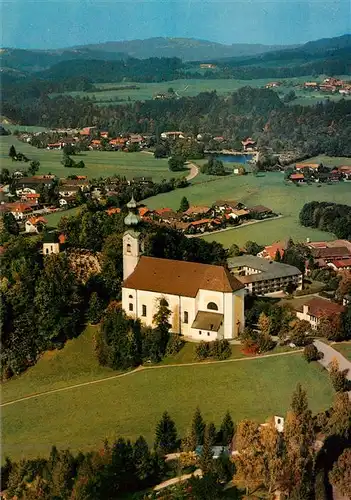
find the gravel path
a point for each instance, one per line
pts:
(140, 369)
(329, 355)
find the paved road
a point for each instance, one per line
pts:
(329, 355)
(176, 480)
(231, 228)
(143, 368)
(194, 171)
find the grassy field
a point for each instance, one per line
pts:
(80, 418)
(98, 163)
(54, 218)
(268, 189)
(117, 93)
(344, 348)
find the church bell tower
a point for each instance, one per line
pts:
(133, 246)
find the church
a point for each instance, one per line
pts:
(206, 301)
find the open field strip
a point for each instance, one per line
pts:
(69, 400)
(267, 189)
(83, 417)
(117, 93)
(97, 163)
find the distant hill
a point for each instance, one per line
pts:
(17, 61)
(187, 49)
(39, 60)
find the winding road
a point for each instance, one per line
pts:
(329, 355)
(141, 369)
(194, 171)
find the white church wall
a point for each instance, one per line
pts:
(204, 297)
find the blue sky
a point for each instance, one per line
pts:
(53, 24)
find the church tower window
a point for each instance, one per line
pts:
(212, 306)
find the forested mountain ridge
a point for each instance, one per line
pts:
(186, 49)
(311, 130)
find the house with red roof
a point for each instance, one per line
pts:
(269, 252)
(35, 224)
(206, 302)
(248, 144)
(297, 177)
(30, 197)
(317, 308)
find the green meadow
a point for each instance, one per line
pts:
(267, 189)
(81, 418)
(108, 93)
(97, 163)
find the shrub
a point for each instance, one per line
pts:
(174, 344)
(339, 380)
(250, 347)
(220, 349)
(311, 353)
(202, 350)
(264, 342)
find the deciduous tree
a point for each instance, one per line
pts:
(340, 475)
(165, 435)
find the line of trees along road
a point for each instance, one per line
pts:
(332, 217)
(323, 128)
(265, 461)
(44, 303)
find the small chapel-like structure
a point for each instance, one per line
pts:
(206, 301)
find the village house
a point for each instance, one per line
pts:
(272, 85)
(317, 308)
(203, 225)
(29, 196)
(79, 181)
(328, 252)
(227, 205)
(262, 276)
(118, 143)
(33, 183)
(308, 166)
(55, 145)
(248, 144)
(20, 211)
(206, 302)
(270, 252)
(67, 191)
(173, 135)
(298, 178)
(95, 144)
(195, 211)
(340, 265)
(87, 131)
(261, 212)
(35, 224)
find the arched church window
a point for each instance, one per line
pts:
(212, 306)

#####

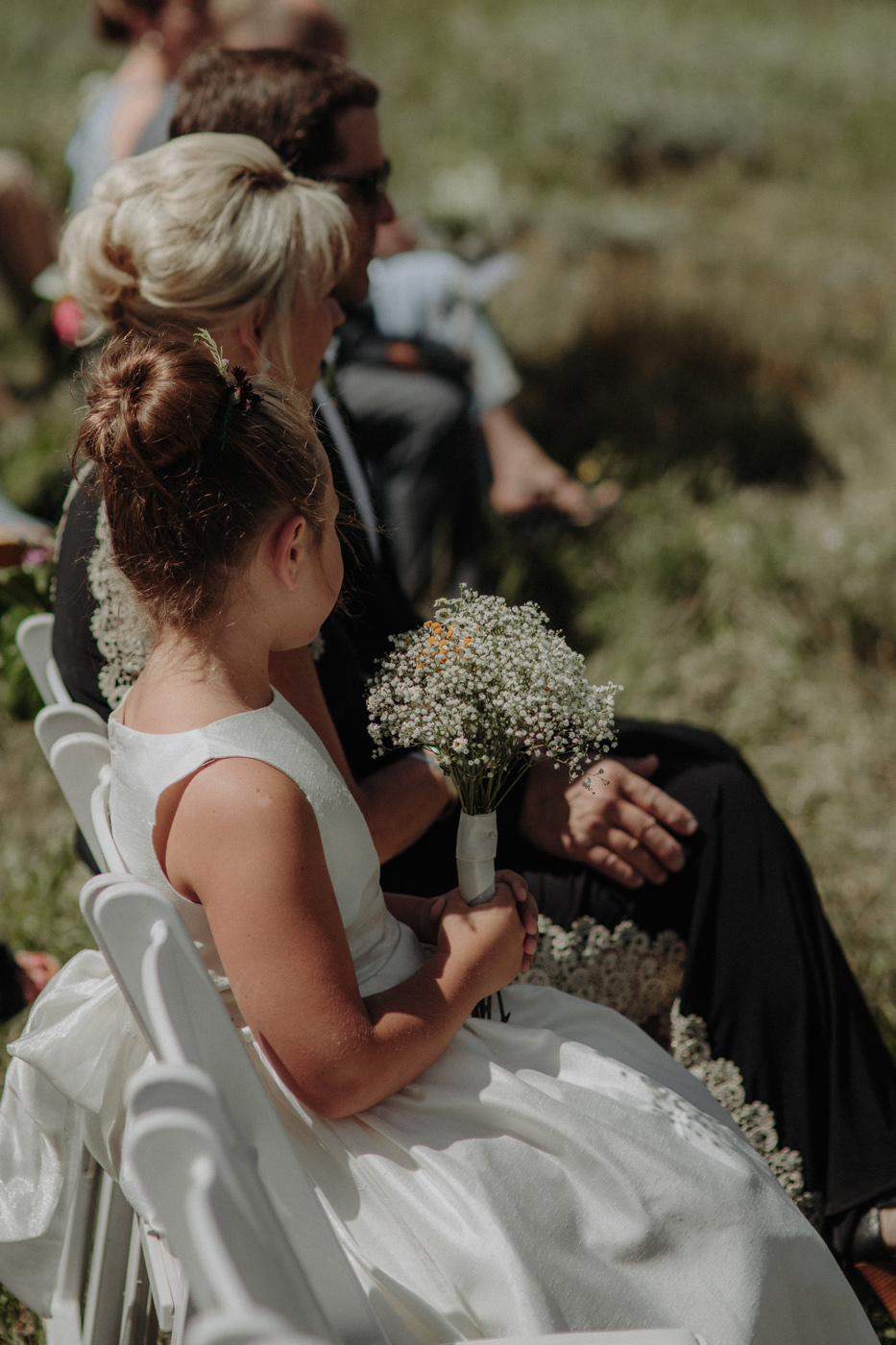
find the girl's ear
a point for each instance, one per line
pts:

#####

### Task to carry out
How many lines in the data above contain the string "road", with case counting? Reply with the number only.

### Correct output
3